#### [What is required]
Would you please copy exactly the line with "Target: calm blue sea" and all lines that follow it in the data below, through the last one?

### Data for the task ###

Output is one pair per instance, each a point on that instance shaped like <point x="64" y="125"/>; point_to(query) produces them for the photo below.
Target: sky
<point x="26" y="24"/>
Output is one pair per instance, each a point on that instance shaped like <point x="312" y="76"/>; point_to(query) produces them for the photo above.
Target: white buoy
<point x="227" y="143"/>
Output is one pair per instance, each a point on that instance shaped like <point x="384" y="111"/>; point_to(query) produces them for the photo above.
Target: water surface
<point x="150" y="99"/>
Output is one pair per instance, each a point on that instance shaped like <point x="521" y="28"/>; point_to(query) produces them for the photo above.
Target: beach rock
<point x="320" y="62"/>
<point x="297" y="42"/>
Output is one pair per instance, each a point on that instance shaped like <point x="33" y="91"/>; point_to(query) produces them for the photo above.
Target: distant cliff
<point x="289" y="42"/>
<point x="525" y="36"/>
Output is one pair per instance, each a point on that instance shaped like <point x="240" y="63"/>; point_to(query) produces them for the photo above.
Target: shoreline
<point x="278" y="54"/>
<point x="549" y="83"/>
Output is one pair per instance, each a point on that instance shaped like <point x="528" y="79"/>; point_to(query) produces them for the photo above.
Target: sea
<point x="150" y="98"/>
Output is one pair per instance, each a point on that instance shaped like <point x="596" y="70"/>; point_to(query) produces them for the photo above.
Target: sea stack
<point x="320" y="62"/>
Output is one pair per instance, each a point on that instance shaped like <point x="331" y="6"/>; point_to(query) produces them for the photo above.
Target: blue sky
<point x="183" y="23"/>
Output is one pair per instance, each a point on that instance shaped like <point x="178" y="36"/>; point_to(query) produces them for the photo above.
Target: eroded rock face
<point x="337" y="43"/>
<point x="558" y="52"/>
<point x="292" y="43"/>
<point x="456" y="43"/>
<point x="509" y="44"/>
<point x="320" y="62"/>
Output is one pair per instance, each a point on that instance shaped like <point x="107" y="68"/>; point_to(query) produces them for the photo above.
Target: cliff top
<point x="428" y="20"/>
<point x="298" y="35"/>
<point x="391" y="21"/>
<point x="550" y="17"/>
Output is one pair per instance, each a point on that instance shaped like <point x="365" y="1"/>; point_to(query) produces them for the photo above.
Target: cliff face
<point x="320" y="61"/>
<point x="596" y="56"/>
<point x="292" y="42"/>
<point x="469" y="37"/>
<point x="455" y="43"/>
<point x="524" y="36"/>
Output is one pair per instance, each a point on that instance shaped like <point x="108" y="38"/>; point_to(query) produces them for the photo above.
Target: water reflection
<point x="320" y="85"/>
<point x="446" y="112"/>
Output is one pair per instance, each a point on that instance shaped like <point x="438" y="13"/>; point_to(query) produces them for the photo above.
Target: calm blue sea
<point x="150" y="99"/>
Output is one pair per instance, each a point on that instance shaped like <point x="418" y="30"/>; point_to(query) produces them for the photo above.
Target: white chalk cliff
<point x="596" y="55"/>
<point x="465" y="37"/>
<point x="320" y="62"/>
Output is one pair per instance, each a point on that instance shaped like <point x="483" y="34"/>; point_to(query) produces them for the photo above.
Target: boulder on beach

###

#### [Task solution]
Target: calm blue sea
<point x="150" y="99"/>
Output is one pair per instance, each a point on that instance shaped like <point x="418" y="30"/>; point_to(query) produces them for the photo above.
Target: white chalk cliff
<point x="596" y="55"/>
<point x="465" y="37"/>
<point x="320" y="62"/>
Output is one pair per instance, each a point on that instance shaped like <point x="483" y="34"/>; point_to(query) produces them for the photo above.
Target: boulder on beach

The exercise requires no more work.